Reproduce verbatim everything from the line containing "You are given" down to the line containing "positive clicks: (125, 117)", including both of those lines and nothing else.

### Information given
'''

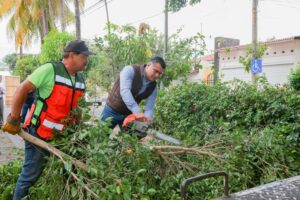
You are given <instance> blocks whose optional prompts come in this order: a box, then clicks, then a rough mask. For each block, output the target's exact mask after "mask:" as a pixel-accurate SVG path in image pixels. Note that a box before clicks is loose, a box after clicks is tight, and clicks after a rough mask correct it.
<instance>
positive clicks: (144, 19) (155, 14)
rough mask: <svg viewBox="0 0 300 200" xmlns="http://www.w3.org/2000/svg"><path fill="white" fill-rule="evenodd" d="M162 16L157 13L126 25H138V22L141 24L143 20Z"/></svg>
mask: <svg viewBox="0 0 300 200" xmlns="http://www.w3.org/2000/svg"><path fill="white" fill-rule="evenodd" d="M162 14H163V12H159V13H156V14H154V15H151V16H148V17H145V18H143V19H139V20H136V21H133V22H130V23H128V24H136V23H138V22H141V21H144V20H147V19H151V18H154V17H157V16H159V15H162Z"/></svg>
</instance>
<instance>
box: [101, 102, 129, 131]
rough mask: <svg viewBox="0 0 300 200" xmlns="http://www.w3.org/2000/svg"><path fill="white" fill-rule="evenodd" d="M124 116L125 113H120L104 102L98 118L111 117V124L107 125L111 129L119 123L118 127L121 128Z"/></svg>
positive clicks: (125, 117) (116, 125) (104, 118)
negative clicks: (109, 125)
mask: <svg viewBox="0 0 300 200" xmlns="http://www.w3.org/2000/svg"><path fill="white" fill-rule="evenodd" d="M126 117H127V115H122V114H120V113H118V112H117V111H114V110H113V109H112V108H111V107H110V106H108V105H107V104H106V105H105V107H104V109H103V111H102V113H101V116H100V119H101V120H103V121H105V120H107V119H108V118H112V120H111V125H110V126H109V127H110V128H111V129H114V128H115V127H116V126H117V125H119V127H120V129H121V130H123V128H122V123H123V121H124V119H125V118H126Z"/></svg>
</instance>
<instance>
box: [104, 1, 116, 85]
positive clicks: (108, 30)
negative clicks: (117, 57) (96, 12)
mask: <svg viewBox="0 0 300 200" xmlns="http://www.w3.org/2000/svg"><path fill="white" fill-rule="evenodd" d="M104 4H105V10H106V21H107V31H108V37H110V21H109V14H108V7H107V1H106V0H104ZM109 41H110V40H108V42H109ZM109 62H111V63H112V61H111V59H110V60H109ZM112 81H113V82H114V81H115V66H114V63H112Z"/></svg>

'''
'''

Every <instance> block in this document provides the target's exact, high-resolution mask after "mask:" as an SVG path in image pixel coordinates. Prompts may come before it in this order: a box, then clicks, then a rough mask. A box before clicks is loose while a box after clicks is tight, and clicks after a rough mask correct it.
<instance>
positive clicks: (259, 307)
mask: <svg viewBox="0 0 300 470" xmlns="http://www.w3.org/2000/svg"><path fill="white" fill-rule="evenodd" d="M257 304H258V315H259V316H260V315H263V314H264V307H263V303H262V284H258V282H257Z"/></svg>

'''

### Exercise answer
You are given <instance> blocks whose optional prompts come in this order: a box, then clicks, then a rough mask. For each block, output the target's exact mask after "mask:" as a pixel-accurate SVG path in image pixels. Note that a box before clicks is loose, a box after clicks is tight, and clicks after a rough mask correct it.
<instance>
positive clicks: (144, 19) (155, 14)
rough mask: <svg viewBox="0 0 300 200" xmlns="http://www.w3.org/2000/svg"><path fill="white" fill-rule="evenodd" d="M162 16L157 13L126 25H138V22L141 24L143 20Z"/></svg>
mask: <svg viewBox="0 0 300 200" xmlns="http://www.w3.org/2000/svg"><path fill="white" fill-rule="evenodd" d="M162 14H163V12H159V13H156V14H154V15H151V16H148V17H145V18H143V19H139V20H136V21H133V22H130V23H128V24H136V23H138V22H141V21H144V20H147V19H151V18H154V17H157V16H159V15H162Z"/></svg>
</instance>
<instance>
box: [101, 102, 129, 131]
rough mask: <svg viewBox="0 0 300 200" xmlns="http://www.w3.org/2000/svg"><path fill="white" fill-rule="evenodd" d="M124 116L125 113H120L104 102L98 118L111 117V124L107 125L111 129L119 123L118 127L121 128Z"/></svg>
positive clicks: (125, 117) (116, 125) (104, 118)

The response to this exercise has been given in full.